#### Request
Can you reproduce every one of the entries below word for word, leaving out the pictures?

#### Records shown
************
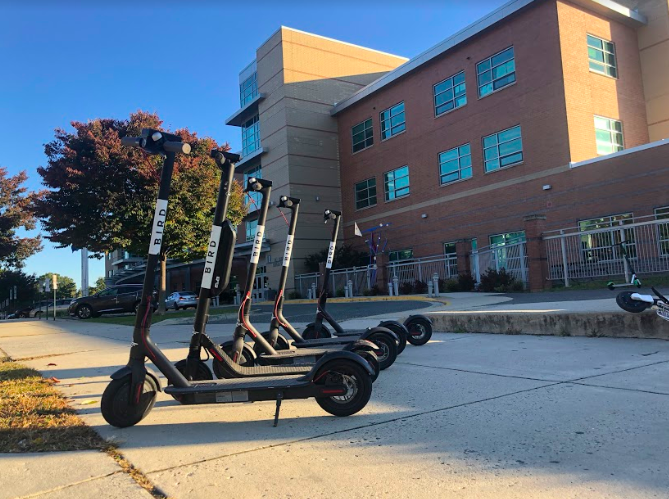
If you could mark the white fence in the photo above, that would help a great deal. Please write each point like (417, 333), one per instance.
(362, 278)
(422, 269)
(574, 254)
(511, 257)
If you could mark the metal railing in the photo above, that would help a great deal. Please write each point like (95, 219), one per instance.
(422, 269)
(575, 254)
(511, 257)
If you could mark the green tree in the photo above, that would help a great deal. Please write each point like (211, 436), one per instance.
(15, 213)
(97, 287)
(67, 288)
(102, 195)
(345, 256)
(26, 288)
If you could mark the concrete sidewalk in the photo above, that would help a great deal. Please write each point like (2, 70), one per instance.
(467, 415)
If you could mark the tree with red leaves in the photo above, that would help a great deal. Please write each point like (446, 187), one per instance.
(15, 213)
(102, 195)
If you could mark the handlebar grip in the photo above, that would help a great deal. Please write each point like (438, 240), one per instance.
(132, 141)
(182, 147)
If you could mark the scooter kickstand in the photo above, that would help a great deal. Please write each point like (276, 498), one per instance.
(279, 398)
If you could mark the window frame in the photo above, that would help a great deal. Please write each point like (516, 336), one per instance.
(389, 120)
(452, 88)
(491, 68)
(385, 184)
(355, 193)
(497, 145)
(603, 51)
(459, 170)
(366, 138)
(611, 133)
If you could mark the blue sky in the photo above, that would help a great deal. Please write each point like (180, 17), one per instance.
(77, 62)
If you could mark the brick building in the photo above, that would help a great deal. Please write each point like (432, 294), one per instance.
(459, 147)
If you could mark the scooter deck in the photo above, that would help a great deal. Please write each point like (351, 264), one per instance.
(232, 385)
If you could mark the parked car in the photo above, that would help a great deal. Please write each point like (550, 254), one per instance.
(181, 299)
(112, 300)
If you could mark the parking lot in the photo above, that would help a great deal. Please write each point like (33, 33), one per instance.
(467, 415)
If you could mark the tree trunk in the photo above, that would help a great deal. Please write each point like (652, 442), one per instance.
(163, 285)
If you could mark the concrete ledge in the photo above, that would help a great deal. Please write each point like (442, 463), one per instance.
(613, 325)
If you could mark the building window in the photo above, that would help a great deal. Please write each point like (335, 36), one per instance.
************
#### Exercise output
If you could mark the white fence in the photo above, that would help a great deal. Please write each point like (417, 333), one per instance.
(362, 278)
(422, 269)
(574, 254)
(511, 257)
If you could mark the metal railing in the photo above, that would help a great deal. Please write each point like (95, 219), one per instance.
(422, 269)
(575, 254)
(511, 257)
If you could mark the green tree in the photo above, that would help a great deal. Please write each point like (211, 436), one per instance.
(15, 213)
(97, 287)
(67, 288)
(102, 195)
(345, 256)
(26, 288)
If you could mark the concrete sidewalk in the photo above, that would help a great deal. Please write each point like (2, 70), one per instance.
(467, 415)
If you could mark the tree with red leaves in the photo above, that would help a great deal. Please write each point like (446, 187), one per instance.
(15, 213)
(102, 195)
If you could mark the handlebar grip in the photo above, that would help a great deal. Please write each point like (438, 240), one per instance.
(132, 141)
(182, 147)
If you could mark the scooter kickstand in the photo above, that would help a great deal. Please write each point like (276, 498), one per instance.
(279, 398)
If you could mark the window frame in the photo above, that would help a great deal. Please write each point like (516, 336), one per instance.
(389, 120)
(452, 88)
(491, 68)
(385, 184)
(355, 193)
(497, 145)
(603, 51)
(459, 170)
(366, 138)
(611, 133)
If you could mark the blue sky in the photo above, that would help a great deal. Please write each point like (180, 17), one per instance.
(77, 62)
If you could mark the brick building in the photo above, that would help a great deal. Please write each point like (432, 294), one per instance.
(459, 147)
If you could mark the scooter deck in the photo above, that would help a great deal. Please write each point like (351, 264), one per instance.
(232, 385)
If you could mark the parked car in the photo above, that would help a great deal. Please write each point like (550, 254), one per instance.
(181, 299)
(112, 300)
If you could mark the parking lot in the photo above, that would help a great deal. Please write each point like (33, 33), one per instance.
(467, 415)
If you could mark the tree trunk in the photo above, that would help a great deal. Please write each point like (652, 442), one per instance.
(163, 285)
If you could mark the concrete ledge in the photo above, that would help a great deal. Please write each point like (442, 463), one per instance.
(613, 325)
If you could mark the building window in the photo above, that would help a great deal. Please write each point like (335, 36), one per instance.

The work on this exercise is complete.